SET EXERCISE —
Rewrite every line from the one containing "Target: woven placemat" through the end of the records, inclusive, and leave out the pictures. Multiply each point coordinate by 1.95 and round to the nearest whole number, with halves rounded up, keeping all other wording unchanged.

··· LISTED RECORDS ···

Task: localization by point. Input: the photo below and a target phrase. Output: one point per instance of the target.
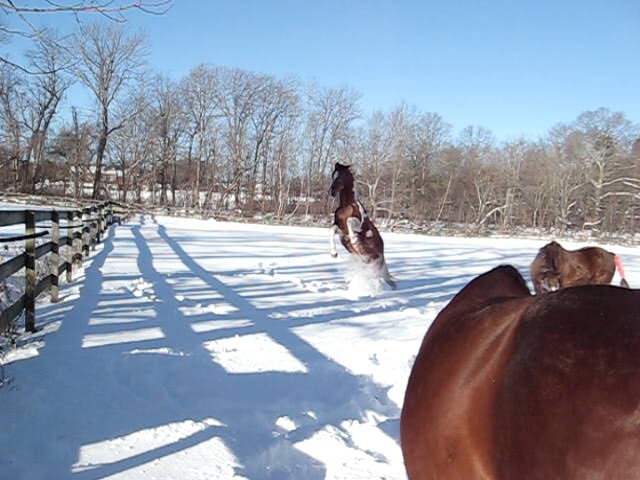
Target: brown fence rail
(85, 228)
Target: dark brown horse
(357, 232)
(507, 385)
(554, 267)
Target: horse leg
(354, 226)
(386, 275)
(332, 240)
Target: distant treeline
(225, 138)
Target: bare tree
(328, 131)
(45, 91)
(109, 61)
(20, 19)
(200, 109)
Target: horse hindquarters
(567, 404)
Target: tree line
(224, 138)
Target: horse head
(342, 179)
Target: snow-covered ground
(206, 350)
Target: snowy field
(205, 350)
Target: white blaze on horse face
(363, 212)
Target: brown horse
(357, 232)
(554, 267)
(507, 385)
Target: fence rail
(85, 229)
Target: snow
(199, 349)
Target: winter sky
(514, 67)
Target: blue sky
(514, 67)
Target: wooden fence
(85, 228)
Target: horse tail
(386, 275)
(620, 268)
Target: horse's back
(569, 401)
(527, 387)
(446, 427)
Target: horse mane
(550, 252)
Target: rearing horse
(357, 232)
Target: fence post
(93, 228)
(99, 229)
(70, 244)
(30, 271)
(55, 257)
(86, 228)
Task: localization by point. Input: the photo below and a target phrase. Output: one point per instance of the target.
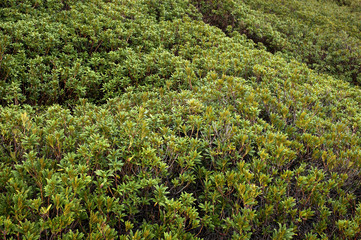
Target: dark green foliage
(318, 33)
(137, 120)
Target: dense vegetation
(199, 119)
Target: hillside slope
(138, 120)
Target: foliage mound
(137, 120)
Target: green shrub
(140, 121)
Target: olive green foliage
(137, 120)
(319, 33)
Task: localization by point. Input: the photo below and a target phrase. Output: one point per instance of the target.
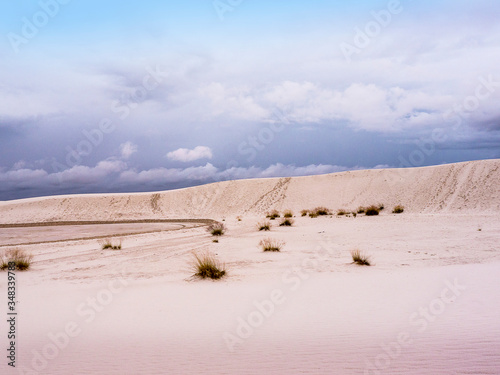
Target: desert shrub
(359, 258)
(207, 266)
(264, 226)
(216, 229)
(286, 222)
(372, 211)
(322, 211)
(269, 244)
(273, 214)
(19, 257)
(398, 209)
(107, 244)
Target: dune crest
(469, 187)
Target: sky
(128, 96)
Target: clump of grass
(372, 211)
(107, 244)
(19, 257)
(273, 215)
(264, 226)
(216, 229)
(359, 258)
(207, 266)
(322, 211)
(269, 244)
(398, 209)
(286, 222)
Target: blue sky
(105, 96)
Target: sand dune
(468, 187)
(428, 305)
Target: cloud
(186, 155)
(127, 149)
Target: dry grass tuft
(286, 222)
(269, 244)
(216, 229)
(398, 209)
(264, 226)
(207, 266)
(359, 258)
(342, 212)
(107, 244)
(20, 259)
(273, 215)
(372, 211)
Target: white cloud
(186, 155)
(127, 149)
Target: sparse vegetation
(273, 215)
(216, 229)
(398, 209)
(19, 257)
(359, 258)
(372, 211)
(269, 244)
(322, 211)
(264, 226)
(286, 222)
(342, 212)
(107, 244)
(207, 266)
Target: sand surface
(428, 305)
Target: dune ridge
(468, 187)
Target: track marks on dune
(272, 198)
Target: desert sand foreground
(428, 304)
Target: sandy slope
(429, 305)
(467, 187)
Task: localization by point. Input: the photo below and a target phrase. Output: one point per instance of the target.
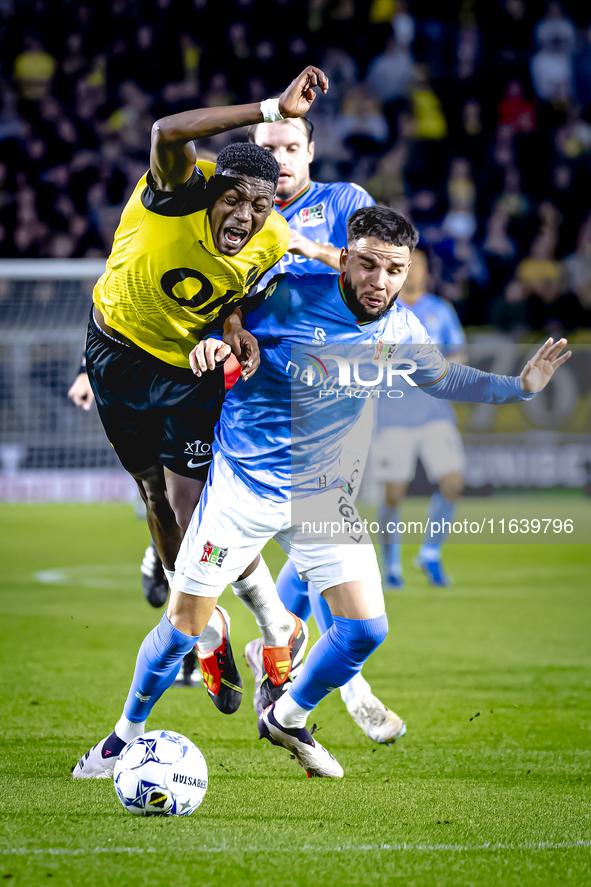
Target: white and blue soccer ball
(160, 773)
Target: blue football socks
(158, 663)
(337, 657)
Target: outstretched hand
(539, 370)
(208, 354)
(297, 99)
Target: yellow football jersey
(165, 283)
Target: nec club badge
(213, 554)
(312, 215)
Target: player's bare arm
(539, 370)
(209, 353)
(323, 252)
(243, 344)
(173, 155)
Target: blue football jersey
(320, 213)
(282, 432)
(445, 330)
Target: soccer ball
(160, 773)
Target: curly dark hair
(384, 224)
(248, 159)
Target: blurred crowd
(472, 117)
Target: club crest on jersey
(213, 554)
(312, 215)
(197, 448)
(384, 350)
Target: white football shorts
(355, 448)
(438, 444)
(232, 524)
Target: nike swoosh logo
(192, 464)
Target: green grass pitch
(489, 787)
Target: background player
(417, 426)
(252, 485)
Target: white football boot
(379, 723)
(99, 762)
(312, 756)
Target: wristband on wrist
(270, 111)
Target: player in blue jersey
(317, 215)
(419, 426)
(261, 469)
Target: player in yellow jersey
(193, 240)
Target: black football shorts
(153, 412)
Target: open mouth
(234, 238)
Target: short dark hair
(383, 223)
(308, 125)
(248, 160)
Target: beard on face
(355, 306)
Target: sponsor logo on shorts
(200, 450)
(189, 780)
(213, 554)
(312, 215)
(384, 350)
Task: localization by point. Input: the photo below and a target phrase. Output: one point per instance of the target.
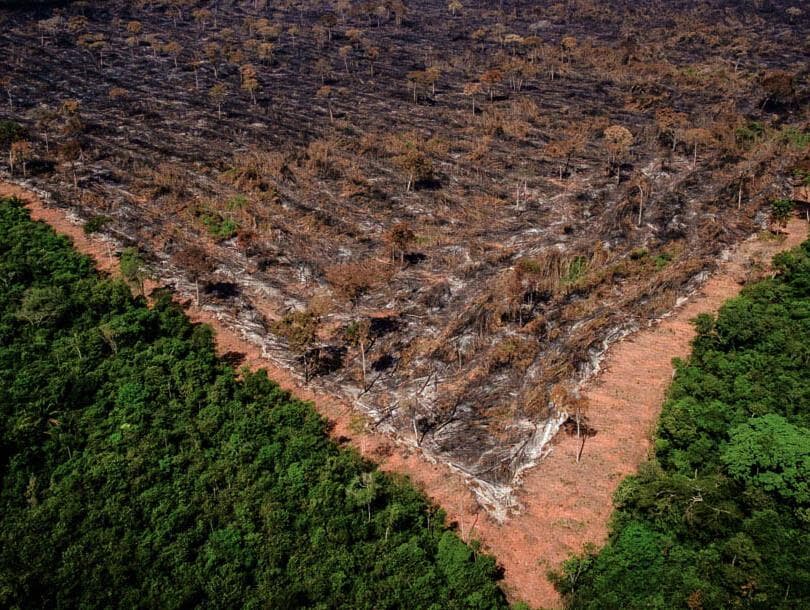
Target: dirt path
(567, 505)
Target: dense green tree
(139, 470)
(720, 518)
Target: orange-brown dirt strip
(567, 504)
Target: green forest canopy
(720, 517)
(139, 470)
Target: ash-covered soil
(442, 213)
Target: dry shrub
(320, 160)
(515, 352)
(525, 108)
(254, 169)
(480, 148)
(352, 280)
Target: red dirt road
(567, 505)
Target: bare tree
(617, 140)
(472, 89)
(217, 95)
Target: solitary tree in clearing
(399, 237)
(358, 333)
(174, 49)
(695, 137)
(325, 93)
(618, 141)
(217, 95)
(471, 90)
(250, 81)
(196, 263)
(19, 152)
(417, 166)
(415, 77)
(489, 79)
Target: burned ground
(435, 215)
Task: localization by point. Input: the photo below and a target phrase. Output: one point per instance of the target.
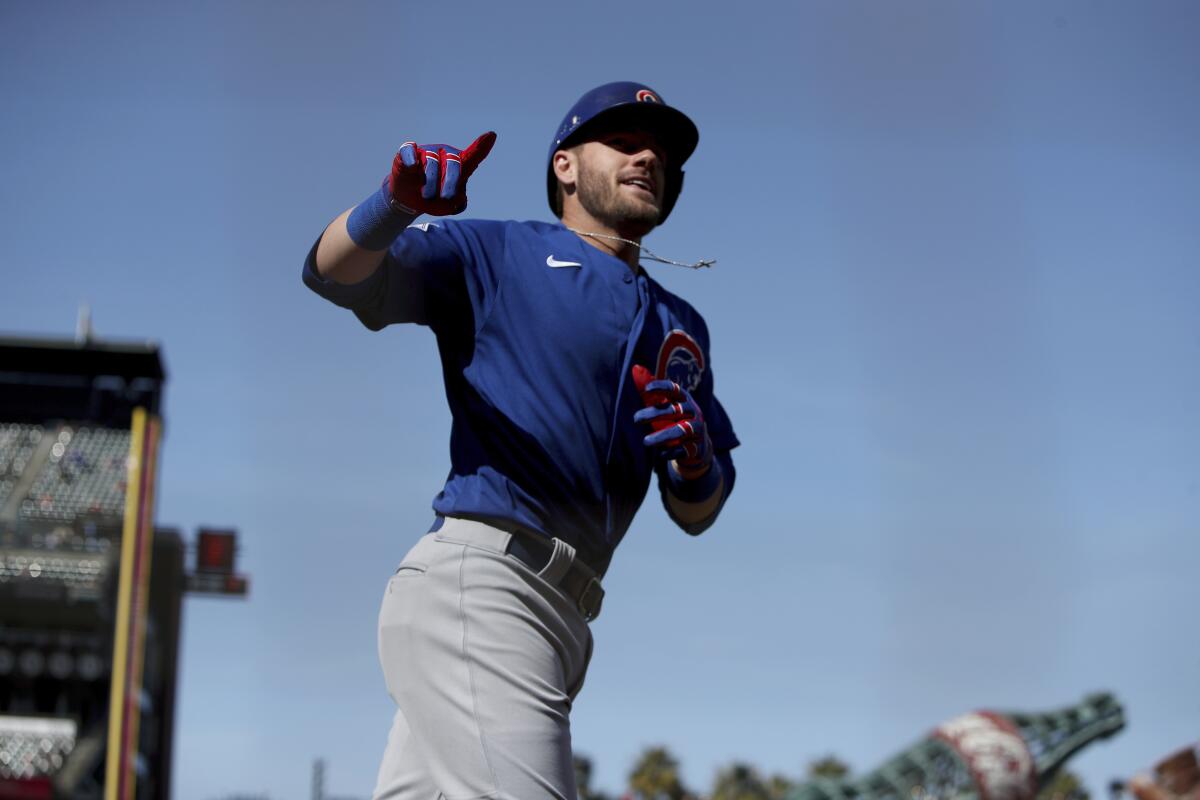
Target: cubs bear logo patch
(681, 360)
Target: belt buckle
(591, 599)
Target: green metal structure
(982, 756)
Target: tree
(1065, 786)
(655, 776)
(583, 780)
(779, 787)
(829, 768)
(739, 782)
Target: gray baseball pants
(483, 657)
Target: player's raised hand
(432, 178)
(677, 423)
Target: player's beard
(601, 197)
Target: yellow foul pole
(129, 637)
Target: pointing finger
(432, 168)
(408, 154)
(477, 151)
(450, 170)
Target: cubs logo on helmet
(681, 360)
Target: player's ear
(565, 164)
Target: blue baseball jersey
(538, 331)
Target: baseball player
(571, 377)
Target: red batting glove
(432, 178)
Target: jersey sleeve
(437, 274)
(720, 428)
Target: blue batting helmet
(612, 104)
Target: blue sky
(954, 323)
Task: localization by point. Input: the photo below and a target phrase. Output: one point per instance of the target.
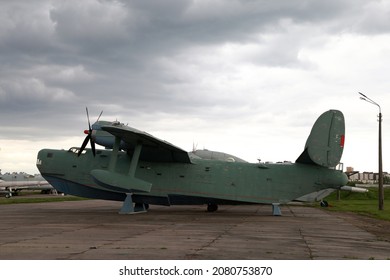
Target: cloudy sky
(245, 77)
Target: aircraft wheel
(324, 203)
(212, 207)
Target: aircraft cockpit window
(76, 150)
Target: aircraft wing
(153, 149)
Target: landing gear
(211, 207)
(324, 203)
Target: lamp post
(380, 181)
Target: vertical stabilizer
(325, 144)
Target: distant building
(364, 177)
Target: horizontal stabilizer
(119, 182)
(325, 143)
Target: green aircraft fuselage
(202, 179)
(153, 171)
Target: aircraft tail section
(325, 143)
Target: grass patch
(361, 203)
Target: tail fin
(325, 144)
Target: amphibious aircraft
(140, 169)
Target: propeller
(89, 137)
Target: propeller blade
(99, 116)
(89, 124)
(87, 138)
(93, 147)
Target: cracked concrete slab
(93, 229)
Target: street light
(380, 183)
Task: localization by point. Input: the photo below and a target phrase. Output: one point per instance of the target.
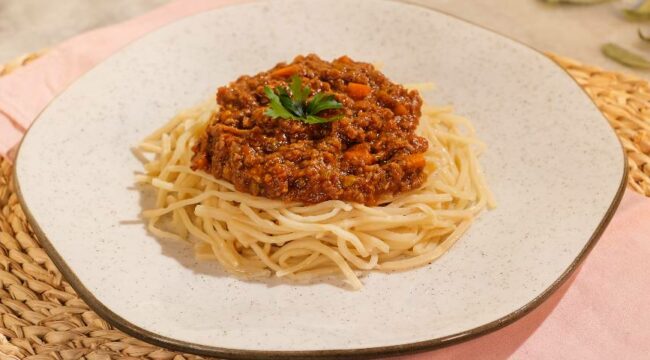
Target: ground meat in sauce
(370, 153)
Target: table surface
(573, 31)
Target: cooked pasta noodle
(254, 236)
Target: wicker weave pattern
(41, 317)
(625, 101)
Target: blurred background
(576, 31)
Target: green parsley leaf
(295, 106)
(275, 107)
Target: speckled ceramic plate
(554, 165)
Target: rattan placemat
(41, 317)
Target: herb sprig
(295, 106)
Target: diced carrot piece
(400, 109)
(285, 71)
(359, 155)
(415, 161)
(358, 91)
(344, 59)
(200, 162)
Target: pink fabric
(600, 313)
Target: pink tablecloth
(602, 312)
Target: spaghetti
(254, 236)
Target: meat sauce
(370, 153)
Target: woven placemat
(41, 316)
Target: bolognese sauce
(370, 152)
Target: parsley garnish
(296, 106)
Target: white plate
(555, 166)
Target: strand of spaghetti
(301, 265)
(429, 256)
(332, 255)
(374, 242)
(295, 225)
(311, 218)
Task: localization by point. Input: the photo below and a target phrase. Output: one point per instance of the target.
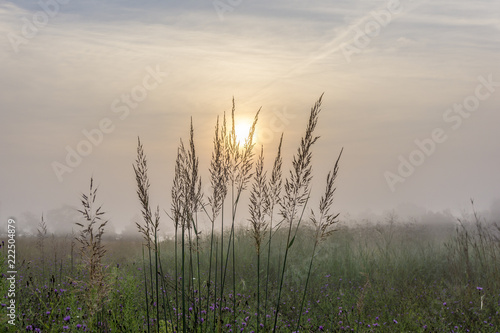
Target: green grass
(296, 267)
(410, 281)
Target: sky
(411, 92)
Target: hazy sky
(412, 93)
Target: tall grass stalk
(151, 227)
(274, 192)
(218, 181)
(240, 174)
(297, 188)
(259, 200)
(323, 224)
(92, 252)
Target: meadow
(295, 268)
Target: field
(390, 278)
(289, 271)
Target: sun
(242, 129)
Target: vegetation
(295, 269)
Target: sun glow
(242, 129)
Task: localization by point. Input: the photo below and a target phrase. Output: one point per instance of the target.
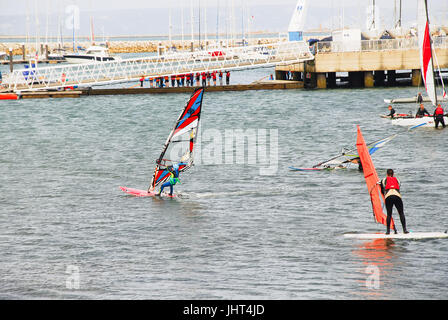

···

THE REPLY —
Target: woven placemat
(80, 616)
Target: bolognese sauce
(722, 296)
Target: parsley garnish
(577, 207)
Target: white plate
(1082, 324)
Target: strand of spaghetti
(587, 517)
(837, 499)
(647, 497)
(729, 472)
(575, 439)
(606, 425)
Task: localization by point. Input: the photo below and a target phrase. Output: one point per instance of the target.
Target: green grass
(577, 521)
(800, 548)
Target: sky
(801, 179)
Target: hazy sky
(803, 181)
Target: tall grass stalk
(294, 443)
(534, 374)
(425, 353)
(468, 339)
(579, 367)
(505, 390)
(630, 437)
(179, 491)
Target: meadow
(575, 523)
Target: field
(761, 542)
(564, 528)
Target: sun
(472, 252)
Target: vegetation
(575, 525)
Target: sun glow
(472, 252)
Task: localization by point. Input: the photo below and a target phrase. Output: one point per instance of the target.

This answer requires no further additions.